__What is required__
Write out all of the entries exactly, please.

__Material for this task__
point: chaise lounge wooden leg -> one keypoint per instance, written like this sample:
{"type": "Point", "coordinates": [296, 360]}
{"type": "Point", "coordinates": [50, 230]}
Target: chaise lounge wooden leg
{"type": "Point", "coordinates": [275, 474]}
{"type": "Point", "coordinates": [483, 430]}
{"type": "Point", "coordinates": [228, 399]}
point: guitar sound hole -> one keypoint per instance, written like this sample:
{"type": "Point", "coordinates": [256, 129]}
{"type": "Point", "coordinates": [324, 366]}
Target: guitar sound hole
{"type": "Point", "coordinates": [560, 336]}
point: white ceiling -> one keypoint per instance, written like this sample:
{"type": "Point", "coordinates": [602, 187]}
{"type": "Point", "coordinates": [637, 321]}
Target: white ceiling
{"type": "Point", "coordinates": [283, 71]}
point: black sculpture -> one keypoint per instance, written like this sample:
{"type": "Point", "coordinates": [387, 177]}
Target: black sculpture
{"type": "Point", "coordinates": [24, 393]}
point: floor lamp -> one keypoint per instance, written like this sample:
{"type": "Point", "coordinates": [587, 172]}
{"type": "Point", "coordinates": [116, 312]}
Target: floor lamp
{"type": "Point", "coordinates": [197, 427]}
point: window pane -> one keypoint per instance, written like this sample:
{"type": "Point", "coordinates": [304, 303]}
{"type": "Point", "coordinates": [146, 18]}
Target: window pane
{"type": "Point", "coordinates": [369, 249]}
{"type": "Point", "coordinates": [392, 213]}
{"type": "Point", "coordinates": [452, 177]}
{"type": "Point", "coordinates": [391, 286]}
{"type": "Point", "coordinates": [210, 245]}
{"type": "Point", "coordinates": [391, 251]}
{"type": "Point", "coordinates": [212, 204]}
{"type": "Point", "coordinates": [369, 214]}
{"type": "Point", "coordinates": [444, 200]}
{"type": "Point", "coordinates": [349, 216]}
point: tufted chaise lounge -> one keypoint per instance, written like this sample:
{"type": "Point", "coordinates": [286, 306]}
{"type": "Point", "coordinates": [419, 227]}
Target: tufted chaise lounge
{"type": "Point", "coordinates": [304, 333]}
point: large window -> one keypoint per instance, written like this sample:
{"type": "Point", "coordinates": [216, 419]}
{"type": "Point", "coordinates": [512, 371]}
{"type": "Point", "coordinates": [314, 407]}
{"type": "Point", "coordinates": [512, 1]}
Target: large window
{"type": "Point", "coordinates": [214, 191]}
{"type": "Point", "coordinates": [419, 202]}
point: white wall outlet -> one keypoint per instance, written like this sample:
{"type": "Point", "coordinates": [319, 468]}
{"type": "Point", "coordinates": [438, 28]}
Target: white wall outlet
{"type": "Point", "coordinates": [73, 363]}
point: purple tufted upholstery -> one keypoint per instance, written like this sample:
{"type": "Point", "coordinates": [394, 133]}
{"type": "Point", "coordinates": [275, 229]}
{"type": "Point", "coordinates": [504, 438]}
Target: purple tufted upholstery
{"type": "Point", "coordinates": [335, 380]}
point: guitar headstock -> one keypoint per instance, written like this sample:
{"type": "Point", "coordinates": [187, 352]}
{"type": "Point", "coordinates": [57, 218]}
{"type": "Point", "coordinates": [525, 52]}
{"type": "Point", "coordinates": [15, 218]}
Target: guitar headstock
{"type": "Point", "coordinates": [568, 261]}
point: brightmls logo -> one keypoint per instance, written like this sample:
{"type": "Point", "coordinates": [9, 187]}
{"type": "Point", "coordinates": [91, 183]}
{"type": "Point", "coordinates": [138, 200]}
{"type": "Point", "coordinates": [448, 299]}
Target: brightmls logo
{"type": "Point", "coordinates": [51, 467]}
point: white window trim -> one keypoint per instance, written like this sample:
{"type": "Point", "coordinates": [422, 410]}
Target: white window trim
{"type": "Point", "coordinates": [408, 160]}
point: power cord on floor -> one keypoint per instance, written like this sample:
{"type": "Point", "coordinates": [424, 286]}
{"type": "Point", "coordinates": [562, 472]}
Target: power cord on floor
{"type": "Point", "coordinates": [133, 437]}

__Reply to the exercise__
point: chaise lounge wooden leg -> one keypoint per instance, written like this sample:
{"type": "Point", "coordinates": [296, 360]}
{"type": "Point", "coordinates": [50, 230]}
Target: chaise lounge wooden leg
{"type": "Point", "coordinates": [275, 474]}
{"type": "Point", "coordinates": [483, 430]}
{"type": "Point", "coordinates": [228, 399]}
point: guitar sound hole -> one keypoint per instance, written like this sample:
{"type": "Point", "coordinates": [256, 129]}
{"type": "Point", "coordinates": [324, 366]}
Target: guitar sound hole
{"type": "Point", "coordinates": [560, 336]}
point: white ceiling -> one keypoint per instance, written like this sample:
{"type": "Point", "coordinates": [602, 187]}
{"type": "Point", "coordinates": [637, 321]}
Target: white ceiling
{"type": "Point", "coordinates": [283, 71]}
point: black sculpture -> one keypoint per instance, written like this sample:
{"type": "Point", "coordinates": [387, 177]}
Target: black sculpture
{"type": "Point", "coordinates": [24, 393]}
point: floor lamp -> one keypoint per instance, written like this sample:
{"type": "Point", "coordinates": [587, 172]}
{"type": "Point", "coordinates": [116, 312]}
Target: floor lamp
{"type": "Point", "coordinates": [197, 427]}
point: window pane -> one keypoint per instance, written like this sample:
{"type": "Point", "coordinates": [304, 303]}
{"type": "Point", "coordinates": [146, 18]}
Target: window pane
{"type": "Point", "coordinates": [369, 249]}
{"type": "Point", "coordinates": [392, 213]}
{"type": "Point", "coordinates": [452, 177]}
{"type": "Point", "coordinates": [391, 286]}
{"type": "Point", "coordinates": [210, 245]}
{"type": "Point", "coordinates": [391, 251]}
{"type": "Point", "coordinates": [212, 204]}
{"type": "Point", "coordinates": [369, 214]}
{"type": "Point", "coordinates": [444, 200]}
{"type": "Point", "coordinates": [349, 216]}
point: tufted chaise lounge -> one keypoint per instance, written like this sample:
{"type": "Point", "coordinates": [286, 306]}
{"type": "Point", "coordinates": [419, 227]}
Target: tufted chaise lounge
{"type": "Point", "coordinates": [304, 333]}
point: large window -> one keypoint per instance, written like this sample:
{"type": "Point", "coordinates": [216, 419]}
{"type": "Point", "coordinates": [512, 371]}
{"type": "Point", "coordinates": [314, 407]}
{"type": "Point", "coordinates": [512, 1]}
Target: large window
{"type": "Point", "coordinates": [214, 191]}
{"type": "Point", "coordinates": [419, 202]}
point: white wall outlet -> one keypoint per instance, written like this sample:
{"type": "Point", "coordinates": [319, 468]}
{"type": "Point", "coordinates": [438, 28]}
Target: white wall outlet
{"type": "Point", "coordinates": [73, 363]}
point: purple tufted upholstery -> one keypoint per instance, written like this sample:
{"type": "Point", "coordinates": [394, 133]}
{"type": "Point", "coordinates": [275, 229]}
{"type": "Point", "coordinates": [504, 438]}
Target: purple tufted upholstery
{"type": "Point", "coordinates": [335, 380]}
point: guitar headstock -> one keypoint per instance, written like this sample:
{"type": "Point", "coordinates": [187, 352]}
{"type": "Point", "coordinates": [57, 218]}
{"type": "Point", "coordinates": [525, 52]}
{"type": "Point", "coordinates": [15, 218]}
Target: guitar headstock
{"type": "Point", "coordinates": [568, 261]}
point: brightmls logo -> one keypoint per instance, written like this sample:
{"type": "Point", "coordinates": [9, 187]}
{"type": "Point", "coordinates": [91, 183]}
{"type": "Point", "coordinates": [138, 200]}
{"type": "Point", "coordinates": [448, 299]}
Target: brightmls logo
{"type": "Point", "coordinates": [51, 467]}
point: white window trim -> one keypoint per instance, written like this sample:
{"type": "Point", "coordinates": [422, 410]}
Target: white window trim
{"type": "Point", "coordinates": [408, 160]}
point: power cord on floor -> one keypoint per instance, written like this sample:
{"type": "Point", "coordinates": [424, 286]}
{"type": "Point", "coordinates": [562, 472]}
Target: power cord on floor
{"type": "Point", "coordinates": [133, 437]}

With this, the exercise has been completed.